__YOUR OBJECTIVE__
Reproduce exactly the line that includes "What are the box coordinates for the building" and all lines after it, ending with the last line of the data.

Phrase grounding data

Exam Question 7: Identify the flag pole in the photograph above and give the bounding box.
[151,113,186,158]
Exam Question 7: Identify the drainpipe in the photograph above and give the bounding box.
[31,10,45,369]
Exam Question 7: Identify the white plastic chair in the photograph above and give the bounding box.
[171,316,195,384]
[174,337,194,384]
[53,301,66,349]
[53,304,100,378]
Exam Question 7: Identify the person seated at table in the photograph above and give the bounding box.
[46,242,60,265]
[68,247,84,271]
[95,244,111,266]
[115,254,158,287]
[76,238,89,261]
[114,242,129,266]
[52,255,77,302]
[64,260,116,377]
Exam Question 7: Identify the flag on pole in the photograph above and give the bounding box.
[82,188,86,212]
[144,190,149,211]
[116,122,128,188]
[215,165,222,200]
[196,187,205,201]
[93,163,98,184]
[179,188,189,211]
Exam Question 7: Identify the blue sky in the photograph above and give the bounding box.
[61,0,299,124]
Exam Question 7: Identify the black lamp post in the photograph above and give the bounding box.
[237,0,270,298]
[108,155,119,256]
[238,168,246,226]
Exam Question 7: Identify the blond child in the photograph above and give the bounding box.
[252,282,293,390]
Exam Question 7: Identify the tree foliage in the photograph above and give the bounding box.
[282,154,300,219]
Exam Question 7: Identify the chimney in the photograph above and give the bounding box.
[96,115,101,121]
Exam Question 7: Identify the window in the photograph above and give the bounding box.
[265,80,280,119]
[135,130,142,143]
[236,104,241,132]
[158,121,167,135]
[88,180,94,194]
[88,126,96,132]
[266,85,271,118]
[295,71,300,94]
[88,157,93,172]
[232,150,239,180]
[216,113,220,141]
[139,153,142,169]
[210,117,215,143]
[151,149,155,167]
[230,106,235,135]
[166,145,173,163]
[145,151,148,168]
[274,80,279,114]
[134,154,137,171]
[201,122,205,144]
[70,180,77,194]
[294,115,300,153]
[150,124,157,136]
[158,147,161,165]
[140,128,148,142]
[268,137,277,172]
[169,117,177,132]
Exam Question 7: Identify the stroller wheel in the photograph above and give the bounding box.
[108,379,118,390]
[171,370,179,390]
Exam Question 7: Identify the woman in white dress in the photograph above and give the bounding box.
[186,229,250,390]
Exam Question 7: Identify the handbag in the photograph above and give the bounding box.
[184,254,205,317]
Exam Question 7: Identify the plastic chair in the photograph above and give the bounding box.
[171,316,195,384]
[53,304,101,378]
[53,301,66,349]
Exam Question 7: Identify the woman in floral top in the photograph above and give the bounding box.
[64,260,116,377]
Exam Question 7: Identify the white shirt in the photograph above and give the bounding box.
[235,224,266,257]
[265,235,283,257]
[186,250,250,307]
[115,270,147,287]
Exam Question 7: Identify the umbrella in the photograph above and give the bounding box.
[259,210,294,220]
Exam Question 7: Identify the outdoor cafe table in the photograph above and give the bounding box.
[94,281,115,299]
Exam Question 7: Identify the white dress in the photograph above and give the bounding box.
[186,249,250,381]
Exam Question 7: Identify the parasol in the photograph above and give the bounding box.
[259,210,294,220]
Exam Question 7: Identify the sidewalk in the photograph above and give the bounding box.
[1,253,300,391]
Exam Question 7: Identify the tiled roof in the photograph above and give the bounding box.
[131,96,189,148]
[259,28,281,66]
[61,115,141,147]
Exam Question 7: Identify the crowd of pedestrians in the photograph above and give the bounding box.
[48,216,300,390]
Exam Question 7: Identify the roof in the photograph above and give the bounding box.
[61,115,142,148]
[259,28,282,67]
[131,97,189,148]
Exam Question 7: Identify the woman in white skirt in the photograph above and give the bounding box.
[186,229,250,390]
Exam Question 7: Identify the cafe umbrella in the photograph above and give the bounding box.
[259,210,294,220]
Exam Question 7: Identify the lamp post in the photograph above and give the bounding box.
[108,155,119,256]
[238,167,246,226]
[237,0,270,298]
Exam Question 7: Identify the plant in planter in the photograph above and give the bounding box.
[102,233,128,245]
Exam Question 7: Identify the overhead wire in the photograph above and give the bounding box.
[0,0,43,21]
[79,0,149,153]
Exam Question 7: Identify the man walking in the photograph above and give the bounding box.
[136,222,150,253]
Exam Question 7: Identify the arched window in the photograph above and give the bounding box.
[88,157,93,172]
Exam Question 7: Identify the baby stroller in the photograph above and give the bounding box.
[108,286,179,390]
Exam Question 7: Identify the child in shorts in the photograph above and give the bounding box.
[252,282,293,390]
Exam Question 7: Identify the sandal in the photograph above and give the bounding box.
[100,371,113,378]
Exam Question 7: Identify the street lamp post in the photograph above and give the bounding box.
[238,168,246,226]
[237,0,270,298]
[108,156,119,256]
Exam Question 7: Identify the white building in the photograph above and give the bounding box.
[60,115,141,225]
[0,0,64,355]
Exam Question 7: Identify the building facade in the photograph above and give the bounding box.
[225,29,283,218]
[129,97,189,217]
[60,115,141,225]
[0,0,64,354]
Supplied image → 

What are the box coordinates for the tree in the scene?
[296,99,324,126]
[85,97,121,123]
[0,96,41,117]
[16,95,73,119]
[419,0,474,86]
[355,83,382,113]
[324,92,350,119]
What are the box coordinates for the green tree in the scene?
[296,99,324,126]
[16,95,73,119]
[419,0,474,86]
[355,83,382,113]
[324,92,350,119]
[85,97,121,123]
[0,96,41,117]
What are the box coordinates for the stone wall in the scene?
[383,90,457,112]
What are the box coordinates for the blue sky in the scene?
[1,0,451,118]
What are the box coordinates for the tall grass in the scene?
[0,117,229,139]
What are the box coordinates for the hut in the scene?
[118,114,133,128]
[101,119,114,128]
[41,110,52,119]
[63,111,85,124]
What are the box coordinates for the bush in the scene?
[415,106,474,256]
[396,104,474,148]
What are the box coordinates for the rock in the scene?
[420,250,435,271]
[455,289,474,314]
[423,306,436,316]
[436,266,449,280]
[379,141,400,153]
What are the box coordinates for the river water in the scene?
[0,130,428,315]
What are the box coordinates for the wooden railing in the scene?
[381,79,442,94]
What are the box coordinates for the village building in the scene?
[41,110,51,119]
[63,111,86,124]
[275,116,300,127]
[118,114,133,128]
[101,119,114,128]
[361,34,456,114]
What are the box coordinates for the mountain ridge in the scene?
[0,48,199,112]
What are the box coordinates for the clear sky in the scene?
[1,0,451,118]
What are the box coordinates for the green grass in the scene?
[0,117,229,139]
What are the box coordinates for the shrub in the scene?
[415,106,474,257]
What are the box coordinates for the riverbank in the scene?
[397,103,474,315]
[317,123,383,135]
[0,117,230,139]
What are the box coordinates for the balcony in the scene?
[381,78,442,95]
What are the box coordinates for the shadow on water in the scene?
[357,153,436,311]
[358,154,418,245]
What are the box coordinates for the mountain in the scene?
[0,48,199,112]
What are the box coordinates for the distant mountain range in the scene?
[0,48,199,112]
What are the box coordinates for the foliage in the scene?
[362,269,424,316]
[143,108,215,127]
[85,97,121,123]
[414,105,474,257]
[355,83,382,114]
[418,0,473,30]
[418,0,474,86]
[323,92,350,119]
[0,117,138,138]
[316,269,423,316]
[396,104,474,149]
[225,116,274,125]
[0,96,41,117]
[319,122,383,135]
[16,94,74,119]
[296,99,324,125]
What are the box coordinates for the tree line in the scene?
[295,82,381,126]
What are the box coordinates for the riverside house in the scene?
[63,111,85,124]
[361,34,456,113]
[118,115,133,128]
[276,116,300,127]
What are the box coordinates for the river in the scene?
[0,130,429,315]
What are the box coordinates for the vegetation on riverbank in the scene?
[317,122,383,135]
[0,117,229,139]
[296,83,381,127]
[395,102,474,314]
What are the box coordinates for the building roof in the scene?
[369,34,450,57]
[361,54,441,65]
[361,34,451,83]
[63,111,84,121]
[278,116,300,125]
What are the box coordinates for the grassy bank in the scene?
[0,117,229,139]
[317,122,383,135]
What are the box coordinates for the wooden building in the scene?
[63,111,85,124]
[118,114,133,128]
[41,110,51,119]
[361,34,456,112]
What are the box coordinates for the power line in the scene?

__OUTPUT FOR THIS TASK__
What are the box coordinates for the building roof in the scene?
[369,34,450,57]
[361,54,441,65]
[361,34,451,83]
[63,111,84,121]
[278,116,300,125]
What are the box coordinates for the grassy bank in the scene?
[0,117,229,139]
[317,122,383,135]
What are the box coordinates for the wooden building in the scene?
[63,111,85,124]
[118,114,133,128]
[41,110,51,119]
[361,34,456,112]
What are the box coordinates for the power line in the scene?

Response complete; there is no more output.